Continue the text about adjustable beds from its last sentence.
Text for analysis section start
An adjustable bed is a bed which has a multi-hinged lying surface which can be profiled to a number of different positions. Common adjustments include inclining the upper body and raising the lower body independently of each other. Other common features include height adjustment and tilting the bed to raise the upper body or the lower body into the Trendelenburg or reverse Trendelenburg positions.

The market for motorized adjustable bed bases is expanding, as the mattress industry has begun to heavily promote them to consumers as a comfort and lifestyle choice.

== Types and descriptions ==

Adjustable beds have been used in hospitals for a long time, but have become more commonly used in homecare over the past three decades, as they have been found to provide relief from various conditions. They can help provide a more comfortable sleep for those recovering from surgery, aiding circulation, breathing and swelling. Adjustable beds used in hospitals and homecare are similar in basic functionality. The four main options available in the homecare industry are:
Standard – Standard profiling beds can be lowered to around 40cm and raised to around 80cm and have a maximum user weight capacity of at least 28 stone (180kg).
Low – Similar to the standard profiling bed, however the low bed has a minimum platform height of 21cm.
Ultra-Low – Designed for use without side rails this bed can be lowered to just 67mm from the floor so that if the user falls from the bed, the impact is minimized, especially when used in conjunction with a crash mat.
Text for analysis section end
Dataset entries section start
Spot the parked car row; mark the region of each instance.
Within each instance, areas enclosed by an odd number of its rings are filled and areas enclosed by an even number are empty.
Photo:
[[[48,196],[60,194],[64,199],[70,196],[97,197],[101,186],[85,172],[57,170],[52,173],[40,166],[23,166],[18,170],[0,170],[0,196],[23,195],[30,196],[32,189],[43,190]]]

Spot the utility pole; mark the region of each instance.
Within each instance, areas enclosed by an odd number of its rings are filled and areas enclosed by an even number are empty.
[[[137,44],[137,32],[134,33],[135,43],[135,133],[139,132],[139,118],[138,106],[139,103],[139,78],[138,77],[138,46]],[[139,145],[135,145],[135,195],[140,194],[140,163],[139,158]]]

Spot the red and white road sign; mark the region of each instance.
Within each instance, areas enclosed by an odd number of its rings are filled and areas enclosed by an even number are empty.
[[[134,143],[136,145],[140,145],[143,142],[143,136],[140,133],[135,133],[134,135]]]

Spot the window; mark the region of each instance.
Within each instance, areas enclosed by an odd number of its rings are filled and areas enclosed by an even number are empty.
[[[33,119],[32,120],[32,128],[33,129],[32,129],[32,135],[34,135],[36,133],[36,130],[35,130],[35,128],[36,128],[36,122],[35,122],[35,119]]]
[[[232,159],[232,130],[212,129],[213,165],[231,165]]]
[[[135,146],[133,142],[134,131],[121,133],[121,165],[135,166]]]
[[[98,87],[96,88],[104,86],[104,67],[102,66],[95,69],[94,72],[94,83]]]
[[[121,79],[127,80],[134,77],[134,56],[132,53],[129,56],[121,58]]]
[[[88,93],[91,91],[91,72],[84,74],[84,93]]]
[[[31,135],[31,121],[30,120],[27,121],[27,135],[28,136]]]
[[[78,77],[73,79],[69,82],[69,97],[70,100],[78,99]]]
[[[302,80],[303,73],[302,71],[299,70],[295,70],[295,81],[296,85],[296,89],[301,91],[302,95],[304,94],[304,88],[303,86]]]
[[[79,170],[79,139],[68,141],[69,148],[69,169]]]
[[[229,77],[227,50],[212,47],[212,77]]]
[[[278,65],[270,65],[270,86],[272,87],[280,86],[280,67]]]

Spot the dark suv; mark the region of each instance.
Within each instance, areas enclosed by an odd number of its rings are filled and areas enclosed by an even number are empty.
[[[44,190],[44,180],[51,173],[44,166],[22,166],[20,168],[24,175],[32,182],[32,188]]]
Dataset entries section end
Answer below =>
Bariatric – These weight baring beds should have a weight capacity of no less than 45 stone (286kg) and be no less than 120cm wide. Hospital beds must be able to withstand more rigorous and regular cleaning in order to reduce contamination. Therefore, any electrical bed components used in the hospital environment need to meet minimum waterproofing standards in order to withstand the cleaning process. Homecare beds are less likely to be subjected to such intense cleaning, even if used within a care home, and this allows manufacturers to design beds whose aesthetics match home furnishings by using divan style beds or by using wooden veneer and laminates.

The basic and most popular structure is of a slatted base with a twin drive or a triple drive motor. The support of the mattress comes from the flexibility of the slats and their elastic mountings on the frame. The slatted bases are economic price-wise and can be lifted with lightweight actuators. The more advanced structure is the fully flexible base; it provides support to the mattress in every pressure point. They also require more powerful motors due to their weight. Fully flexible bases are usually made of zoned fillings of HR or of cold foam, sometimes covered with either latex or 3D mesh (spacer fabric) layer. The fully flexible bases are more solid and many would say more comfortable in providing a better support to the mattress.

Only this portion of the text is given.